What to do: Copy out the full data exactly as given; pictures should not be included.

Records shown:
- Opening Delimiter -

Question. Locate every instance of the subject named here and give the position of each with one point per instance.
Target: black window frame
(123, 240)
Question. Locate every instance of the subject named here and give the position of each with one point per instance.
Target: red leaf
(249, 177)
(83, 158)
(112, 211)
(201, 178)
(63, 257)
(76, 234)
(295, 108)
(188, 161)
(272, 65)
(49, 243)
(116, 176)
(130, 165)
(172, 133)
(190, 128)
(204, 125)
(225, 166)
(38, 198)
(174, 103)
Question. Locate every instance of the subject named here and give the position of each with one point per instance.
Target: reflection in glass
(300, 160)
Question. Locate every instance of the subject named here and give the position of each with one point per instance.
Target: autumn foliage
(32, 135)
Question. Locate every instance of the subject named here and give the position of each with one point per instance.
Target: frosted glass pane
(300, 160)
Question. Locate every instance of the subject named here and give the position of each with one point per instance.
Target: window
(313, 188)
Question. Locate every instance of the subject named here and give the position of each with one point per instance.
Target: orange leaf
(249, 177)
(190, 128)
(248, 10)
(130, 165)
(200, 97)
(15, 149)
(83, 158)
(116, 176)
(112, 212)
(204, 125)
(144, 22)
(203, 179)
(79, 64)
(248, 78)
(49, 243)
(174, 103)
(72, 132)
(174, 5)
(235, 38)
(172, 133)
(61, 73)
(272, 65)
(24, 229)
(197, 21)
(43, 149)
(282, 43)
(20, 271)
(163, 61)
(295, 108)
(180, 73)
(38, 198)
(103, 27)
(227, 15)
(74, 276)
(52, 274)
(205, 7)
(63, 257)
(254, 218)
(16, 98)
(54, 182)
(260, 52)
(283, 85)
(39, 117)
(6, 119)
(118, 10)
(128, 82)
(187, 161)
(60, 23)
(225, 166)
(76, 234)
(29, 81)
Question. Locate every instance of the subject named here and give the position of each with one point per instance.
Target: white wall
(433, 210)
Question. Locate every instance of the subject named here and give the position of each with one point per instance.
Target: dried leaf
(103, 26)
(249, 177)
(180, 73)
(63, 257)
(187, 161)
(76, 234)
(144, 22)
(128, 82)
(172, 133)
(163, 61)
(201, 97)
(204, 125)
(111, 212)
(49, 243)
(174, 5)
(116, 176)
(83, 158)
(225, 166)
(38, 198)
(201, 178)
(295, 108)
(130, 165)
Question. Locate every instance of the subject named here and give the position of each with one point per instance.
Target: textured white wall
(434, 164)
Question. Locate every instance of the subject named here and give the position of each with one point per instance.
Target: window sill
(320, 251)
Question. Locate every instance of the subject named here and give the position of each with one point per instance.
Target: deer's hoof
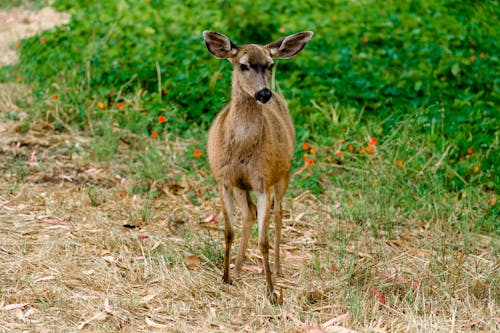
(227, 279)
(275, 297)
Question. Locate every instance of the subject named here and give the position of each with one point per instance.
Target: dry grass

- Closing Delimiter -

Solution to the exercise:
Question. Locate every instance of the subject named here and give the position of each with one point per instance.
Target: black window frame
(123, 240)
Question. Locate every instance of the subject named here and give the position of each with one point per instance.
Target: red leaf
(249, 177)
(83, 158)
(112, 211)
(201, 178)
(63, 257)
(76, 234)
(295, 108)
(188, 161)
(272, 65)
(49, 243)
(116, 176)
(130, 165)
(172, 133)
(190, 128)
(204, 125)
(225, 166)
(38, 198)
(174, 103)
Question. Locate every instance of the subject named here and give the position of each with one point per instance.
Target: reflection in glass
(300, 160)
Question. Locate every instance of the subject named here and give the position of each with one point per instance.
Target: autumn foliage
(32, 135)
Question. Locate every instance of the subject named here and give the position of each with one point per instance.
Target: frosted glass pane
(300, 160)
Question. Locate every instance of the subject named here and give the position of each with one point per instance.
Target: window
(313, 188)
Question. Locate every instance of the subject named here and give the position of each with one point per instance.
Target: orange leaf
(249, 177)
(190, 128)
(248, 10)
(130, 165)
(200, 97)
(15, 149)
(83, 158)
(116, 176)
(112, 212)
(204, 125)
(144, 22)
(203, 179)
(79, 64)
(248, 78)
(49, 243)
(174, 103)
(72, 132)
(174, 5)
(235, 38)
(172, 133)
(61, 73)
(272, 65)
(24, 229)
(197, 21)
(43, 149)
(282, 43)
(20, 271)
(163, 61)
(295, 108)
(180, 73)
(38, 198)
(103, 27)
(227, 15)
(74, 276)
(52, 274)
(205, 7)
(63, 257)
(254, 218)
(16, 98)
(54, 182)
(260, 52)
(283, 85)
(39, 117)
(6, 119)
(118, 10)
(128, 82)
(187, 161)
(60, 23)
(225, 166)
(76, 234)
(29, 81)
Question. Locate every instance of the subject named here and give the position of each with one point per instance.
Target: white wall
(433, 210)
Question. Locate every instance of the subject named here and give the position of each with one point per instance.
Target: dried leaf
(103, 26)
(249, 177)
(180, 73)
(63, 257)
(187, 161)
(76, 234)
(144, 22)
(128, 82)
(172, 133)
(163, 61)
(201, 97)
(204, 125)
(111, 212)
(49, 243)
(174, 5)
(116, 176)
(83, 158)
(225, 166)
(38, 198)
(201, 178)
(295, 108)
(130, 165)
Question. Locate every instance of the subject named here and give the position of each with one point per instance.
Target: textured white wall
(434, 164)
Question. Locate every instance of the subject named here and give the position of each with one point per instance.
Target: window sill
(320, 251)
Question. Locate every instance of the subject named here and give the position of each with one point per instance.
Target: deer's hoof
(227, 279)
(275, 297)
Question. Locate every instance of the subject named here and give the position of each with one point per instance.
Target: dry grass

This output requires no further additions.